Texto de lectura -
====

Décadas atrás, administrar el dinero personal y familiar se limitaba principalmente a guardarlo en un lugar seguro. Muchas personas reservaban parte de sus ingresos en alcancías, sobres físicos o en casa, aplicando aquella conocida frase de “guardarlo debajo del colchón”. Durante mucho tiempo, esa fue la manera en que numerosas familias gestionaron sus recursos: proteger el dinero significaba tenerlo cerca y la administración estaba asociada principalmente a conservarlo.
Con el paso de los años, esta visión cambió profundamente. La evolución del sistema financiero, los cambios económicos y el desarrollo tecnológico transformaron la manera en que las personas se relacionan con su dinero. Pasamos de una práctica enfocada en guardar recursos, a una visión más amplia donde administrar implica planificar, proyectar metas, financiar objetivos y construir patrimonio. El ahorro dejó de ser únicamente una reserva para convertirse en una herramienta de crecimiento y generación de oportunidades.
Esa transformación comenzó a consolidarse cuando los recursos pasaron del ámbito doméstico a integrarse de forma más activa en el sistema financiero. Las cuentas de ahorro marcaron un cambio relevante porque introdujeron mayores niveles de seguridad y la posibilidad de que el dinero generara valor. Posteriormente, el desarrollo de productos financieros amplió las alternativas para gestionar recursos con objetivos vinculados con vivienda, educación, inversión o emprendimiento.
Sin embargo, este cambio no ha sido únicamente operativo, sino también cultural. Supuso pasar de una lógica basada en conservar dinero, a otra centrada en administrarlo estratégicamente. Hoy, la gestión financiera implica tomar decisiones sobre cómo distribuir los recursos, orientarlos hacia metas concretas y convertirlos en herramientas para construir bienestar.
La tecnología aceleró y profundizó ese proceso. Actualmente, buena parte de la administración financiera ocurre en tiempo real mediante canales digitales que permiten ahorrar, pagar, transferir o acceder a productos de manera ágil. Pero reducir esta evolución únicamente a la digitalización sería una lectura incompleta. El verdadero cambio radica en que hoy existen más herramientas para que las personas tomen decisiones informadas y ejerzan una gestión financiera más dinámica y eficiente.

====

Información proporcionada -
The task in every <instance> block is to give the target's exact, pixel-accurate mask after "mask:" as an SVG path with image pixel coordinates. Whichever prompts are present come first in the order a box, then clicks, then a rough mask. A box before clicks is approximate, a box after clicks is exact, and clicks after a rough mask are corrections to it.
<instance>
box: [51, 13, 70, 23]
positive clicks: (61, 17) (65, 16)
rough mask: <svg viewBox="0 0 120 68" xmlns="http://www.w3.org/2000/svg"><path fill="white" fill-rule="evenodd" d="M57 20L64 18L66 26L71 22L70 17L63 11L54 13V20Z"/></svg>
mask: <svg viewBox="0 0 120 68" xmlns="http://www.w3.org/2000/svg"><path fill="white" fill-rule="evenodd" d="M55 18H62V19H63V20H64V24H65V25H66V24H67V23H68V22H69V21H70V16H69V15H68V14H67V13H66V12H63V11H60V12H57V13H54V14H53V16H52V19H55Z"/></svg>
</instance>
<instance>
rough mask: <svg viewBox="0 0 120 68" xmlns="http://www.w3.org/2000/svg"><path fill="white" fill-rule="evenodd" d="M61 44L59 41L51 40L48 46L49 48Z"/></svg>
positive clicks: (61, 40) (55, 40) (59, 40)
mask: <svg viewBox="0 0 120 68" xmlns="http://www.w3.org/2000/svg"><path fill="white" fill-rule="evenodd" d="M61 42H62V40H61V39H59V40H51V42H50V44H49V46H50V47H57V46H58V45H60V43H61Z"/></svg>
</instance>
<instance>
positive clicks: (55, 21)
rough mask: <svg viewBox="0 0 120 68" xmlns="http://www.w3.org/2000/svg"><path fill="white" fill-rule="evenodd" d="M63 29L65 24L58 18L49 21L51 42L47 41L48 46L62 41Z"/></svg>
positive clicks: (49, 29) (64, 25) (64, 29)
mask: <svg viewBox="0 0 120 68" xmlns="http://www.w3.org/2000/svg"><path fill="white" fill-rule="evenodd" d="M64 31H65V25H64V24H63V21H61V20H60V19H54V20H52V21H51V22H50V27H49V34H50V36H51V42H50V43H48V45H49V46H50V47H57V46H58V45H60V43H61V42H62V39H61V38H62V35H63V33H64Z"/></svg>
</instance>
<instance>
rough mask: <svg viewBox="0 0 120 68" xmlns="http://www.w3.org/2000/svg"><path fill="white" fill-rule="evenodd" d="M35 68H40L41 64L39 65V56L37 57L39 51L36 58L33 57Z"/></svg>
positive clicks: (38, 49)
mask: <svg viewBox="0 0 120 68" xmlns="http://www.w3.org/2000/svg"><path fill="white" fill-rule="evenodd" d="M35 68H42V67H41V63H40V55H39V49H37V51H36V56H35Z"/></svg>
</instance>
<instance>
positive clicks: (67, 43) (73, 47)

====

Acción requerida 1 -
Enumera los objetivos con los que, según el texto sobre la administración del dinero, los productos financieros ampliaron las alternativas para gestionar recursos.
Acción requerida 2 -
En el texto sobre la administración del dinero, ¿qué introdujeron las cuentas de ahorro?
Acción requerida 3 -
Redacta la continuación del texto sobre la administración del dinero a partir de su última oración.
El listado procede de una fuente distinta a la del texto sobre la administración del dinero.

Resultado 1 -
Vivienda, educación, inversión y emprendimiento.

Resultado 2 -
Mayores niveles de seguridad y la posibilidad de que el dinero generara valor.

Resultado 3 -
En ese contexto, la consolidación de plataformas omnicanales ha marcado un punto de inflexión en la relación de las personas con sus finanzas. Aplicaciones móviles, sitios web intuitivos y espacios de autogestión han permitido que la administración del dinero deje de depender de horarios o de la presencia física en una sucursal. Hoy, las personas pueden acceder a sus recursos, realizar transacciones o planificar sus metas financieras desde cualquier lugar y en cualquier momento. Esta disponibilidad no solo facilita la gestión, sino que también brinda mayor control, autonomía y capacidad de respuesta frente a las necesidades financieras.
La omnicanalidad no solo representa comodidad. También implica continuidad y cercanía entre los distintos canales de atención. Los usuarios esperan experiencias ágiles y coherentes, donde puedan iniciar una gestión en una plataforma y continuarla en otra sin obstáculos. Esa integración ha fortalecido la autonomía de las personas sobre sus finanzas y su participación en la toma de decisiones.
Naturalmente, esta transformación también ha traído nuevas responsabilidades. Si antes la principal preocupación era proteger físicamente los recursos, hoy la seguridad financiera también implica proteger la información, prevenir fraudes y fortalecer las buenas prácticas digitales.
El verdadero desafío ya no es solo adaptarse a la transformación digital, sino hacerlo con criterio y responsabilidad. Las entidades financieras estamos llamadas a innovar sin perder de vista la importancia de resguardar la confianza y facilitar decisiones informadas. Pero este reto también recae en los usuarios, quienes hoy cuentan con más herramientas, aunque requieren mayor educación financiera y capacidad de discernimiento para utilizarlas adecuadamente. Porque, al final, no se trata solo de tener más opciones, sino de tomar mejores decisiones con ellas.